_Assigned task_
Please return each of the entries that follow, unchanged in every word.

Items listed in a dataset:
========================
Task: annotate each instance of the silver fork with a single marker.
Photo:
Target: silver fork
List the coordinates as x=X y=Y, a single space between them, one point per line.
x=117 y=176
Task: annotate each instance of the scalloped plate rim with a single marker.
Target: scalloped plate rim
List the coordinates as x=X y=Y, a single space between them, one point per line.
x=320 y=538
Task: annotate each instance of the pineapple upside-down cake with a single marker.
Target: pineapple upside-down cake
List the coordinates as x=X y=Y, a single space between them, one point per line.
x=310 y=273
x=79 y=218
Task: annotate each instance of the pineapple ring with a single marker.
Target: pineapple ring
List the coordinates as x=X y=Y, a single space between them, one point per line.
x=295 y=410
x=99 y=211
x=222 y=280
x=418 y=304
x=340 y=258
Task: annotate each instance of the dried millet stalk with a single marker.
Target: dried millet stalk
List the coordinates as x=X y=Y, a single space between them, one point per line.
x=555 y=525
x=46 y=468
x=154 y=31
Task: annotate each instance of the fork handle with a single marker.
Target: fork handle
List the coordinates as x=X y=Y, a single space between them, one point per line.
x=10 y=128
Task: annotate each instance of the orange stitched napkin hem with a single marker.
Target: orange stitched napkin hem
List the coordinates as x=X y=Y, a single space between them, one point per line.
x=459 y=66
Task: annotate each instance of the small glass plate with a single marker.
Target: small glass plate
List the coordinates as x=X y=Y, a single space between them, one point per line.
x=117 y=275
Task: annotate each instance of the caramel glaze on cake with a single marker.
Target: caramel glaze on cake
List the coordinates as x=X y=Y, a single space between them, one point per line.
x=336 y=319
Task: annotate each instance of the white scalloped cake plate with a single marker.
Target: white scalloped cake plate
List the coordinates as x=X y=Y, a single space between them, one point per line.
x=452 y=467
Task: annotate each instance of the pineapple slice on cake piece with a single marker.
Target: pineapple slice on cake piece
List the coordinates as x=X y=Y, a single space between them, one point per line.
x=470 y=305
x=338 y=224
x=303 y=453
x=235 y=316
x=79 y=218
========================
_Exercise response_
Task: annotate each instance of the silver fork with a single marker.
Photo:
Target: silver fork
List the coordinates as x=X y=Y, a single space between them, one point per line.
x=117 y=176
Task: annotate each instance of the scalloped plate rim with a single marker.
Target: scalloped plate rim
List the coordinates as x=X y=Y, a single space between them, one point per line.
x=320 y=538
Task: annotate each instance of the pineapple upside-down cake with a single marker.
Target: pineapple upside-down cake
List the coordinates as x=X y=Y, a single space between them, one point per line.
x=310 y=273
x=79 y=218
Task: annotate each instance of the pineapple ring with a single marker.
Target: pineapple ring
List the coordinates as x=X y=Y, a single space between them, one point per line.
x=295 y=410
x=99 y=211
x=222 y=280
x=418 y=304
x=340 y=258
Task: annotate each instance of the dried millet stalk with a single marker.
Target: dried millet stalk
List the coordinates as x=X y=Y, a single space between them, one point per line.
x=555 y=525
x=46 y=468
x=154 y=31
Task: annotate each instance of the fork handle with a single marker.
Target: fork handle
List the coordinates as x=X y=Y, a single space between them, one point per line.
x=10 y=128
Task: annotate each instance of the orange stitched napkin hem with a single marker.
Target: orange stitched napkin hem
List the coordinates as x=X y=Y, a single space between them, one point per line.
x=459 y=66
Task: annotate each instance of the small glass plate with a single marker.
Target: small glass plate
List the coordinates as x=X y=Y, a single space between them, one point per line.
x=117 y=275
Task: annotate each instance of the caramel glaze on cake with a single marker.
Target: caramel glaze on cake
List the coordinates as x=X y=Y, a single space between them, one point per line.
x=336 y=319
Task: annotate each instance of the white scalloped cake plate with a single marker.
Target: white scalloped cake plate
List the coordinates as x=X y=Y, a single space between them, one point per line.
x=452 y=467
Task: annotate each instance of the pineapple slice on cake piece with a single marker.
Target: pineapple slice on cake piece
List the coordinates as x=X y=Y, a single space between them, one point per line.
x=470 y=305
x=338 y=224
x=303 y=453
x=235 y=316
x=79 y=218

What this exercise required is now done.